**Written exercise**
Write out every line of the items below as a numbered list, skipping any blank lines.

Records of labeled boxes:
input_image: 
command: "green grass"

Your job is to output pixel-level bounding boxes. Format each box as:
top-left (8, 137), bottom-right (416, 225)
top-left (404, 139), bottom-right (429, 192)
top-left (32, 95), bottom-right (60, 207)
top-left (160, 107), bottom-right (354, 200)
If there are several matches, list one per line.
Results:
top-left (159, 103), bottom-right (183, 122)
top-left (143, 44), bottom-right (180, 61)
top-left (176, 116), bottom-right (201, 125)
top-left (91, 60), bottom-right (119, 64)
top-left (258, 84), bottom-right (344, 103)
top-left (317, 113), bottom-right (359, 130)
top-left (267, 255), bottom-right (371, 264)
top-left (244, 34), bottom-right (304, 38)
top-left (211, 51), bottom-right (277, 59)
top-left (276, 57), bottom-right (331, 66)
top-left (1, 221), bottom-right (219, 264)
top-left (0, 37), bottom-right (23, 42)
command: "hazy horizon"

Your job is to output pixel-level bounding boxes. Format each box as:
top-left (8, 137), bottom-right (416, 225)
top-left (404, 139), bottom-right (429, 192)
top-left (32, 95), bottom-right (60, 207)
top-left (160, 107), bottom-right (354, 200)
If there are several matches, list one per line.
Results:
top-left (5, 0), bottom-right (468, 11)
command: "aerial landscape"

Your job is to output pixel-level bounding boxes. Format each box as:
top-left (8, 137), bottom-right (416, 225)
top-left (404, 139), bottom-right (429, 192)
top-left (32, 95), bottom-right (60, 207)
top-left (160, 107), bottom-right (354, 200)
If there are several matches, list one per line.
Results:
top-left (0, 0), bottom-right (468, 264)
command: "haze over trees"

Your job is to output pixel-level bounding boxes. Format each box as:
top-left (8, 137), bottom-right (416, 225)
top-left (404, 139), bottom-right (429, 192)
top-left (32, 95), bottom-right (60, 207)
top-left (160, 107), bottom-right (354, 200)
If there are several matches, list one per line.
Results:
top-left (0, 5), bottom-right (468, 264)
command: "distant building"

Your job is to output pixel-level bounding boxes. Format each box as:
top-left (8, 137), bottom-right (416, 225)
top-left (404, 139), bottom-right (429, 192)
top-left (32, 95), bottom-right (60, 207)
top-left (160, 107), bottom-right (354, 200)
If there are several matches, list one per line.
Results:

**Full output**
1. input_image: 
2. command: "green grass"
3. Your job is to output pixel-level bounding boxes. Format each box as:
4. top-left (8, 137), bottom-right (416, 225)
5. top-left (404, 139), bottom-right (429, 192)
6. top-left (32, 95), bottom-right (60, 207)
7. top-left (160, 107), bottom-right (354, 200)
8. If there are several matches, list one per line.
9. Results:
10. top-left (159, 103), bottom-right (183, 122)
11. top-left (143, 44), bottom-right (180, 61)
12. top-left (176, 116), bottom-right (201, 125)
13. top-left (91, 60), bottom-right (119, 64)
14. top-left (258, 84), bottom-right (344, 103)
15. top-left (317, 113), bottom-right (359, 130)
16. top-left (267, 255), bottom-right (371, 264)
17. top-left (244, 34), bottom-right (304, 38)
18. top-left (211, 51), bottom-right (277, 59)
19. top-left (276, 57), bottom-right (331, 66)
20. top-left (1, 221), bottom-right (219, 264)
21. top-left (0, 37), bottom-right (23, 42)
22. command: "hazy horizon"
23. Your job is to output pixel-level bounding boxes. Format each box as:
24. top-left (8, 137), bottom-right (416, 225)
25. top-left (404, 139), bottom-right (429, 192)
26. top-left (32, 95), bottom-right (60, 207)
27. top-left (160, 107), bottom-right (354, 200)
28. If there are several matches, list one per line.
29. Results:
30. top-left (5, 0), bottom-right (468, 11)
31. command: "aerial landscape"
32. Your job is to output pixel-level bounding boxes. Format each box as:
33. top-left (8, 137), bottom-right (416, 225)
34. top-left (404, 139), bottom-right (429, 192)
35. top-left (32, 95), bottom-right (60, 207)
36. top-left (160, 107), bottom-right (354, 200)
37. If there are several matches, list one per line.
38. Results:
39. top-left (0, 0), bottom-right (468, 264)
40. command: "haze over trees"
41. Your job is to output pixel-level bounding boxes. Format each box as:
42. top-left (8, 137), bottom-right (416, 225)
43. top-left (404, 139), bottom-right (429, 192)
44. top-left (32, 95), bottom-right (60, 207)
45. top-left (160, 107), bottom-right (354, 200)
46. If there are several matches, list one per line.
47. Results:
48. top-left (0, 5), bottom-right (468, 264)
49. command: "distant building"
50. Your job is to output pixel-level bounding boxes. Format each box as:
51. top-left (8, 137), bottom-right (416, 225)
52. top-left (404, 139), bottom-right (429, 192)
53. top-left (32, 95), bottom-right (60, 207)
54. top-left (160, 107), bottom-right (354, 200)
55. If there are several matches, list one per line.
56. Results:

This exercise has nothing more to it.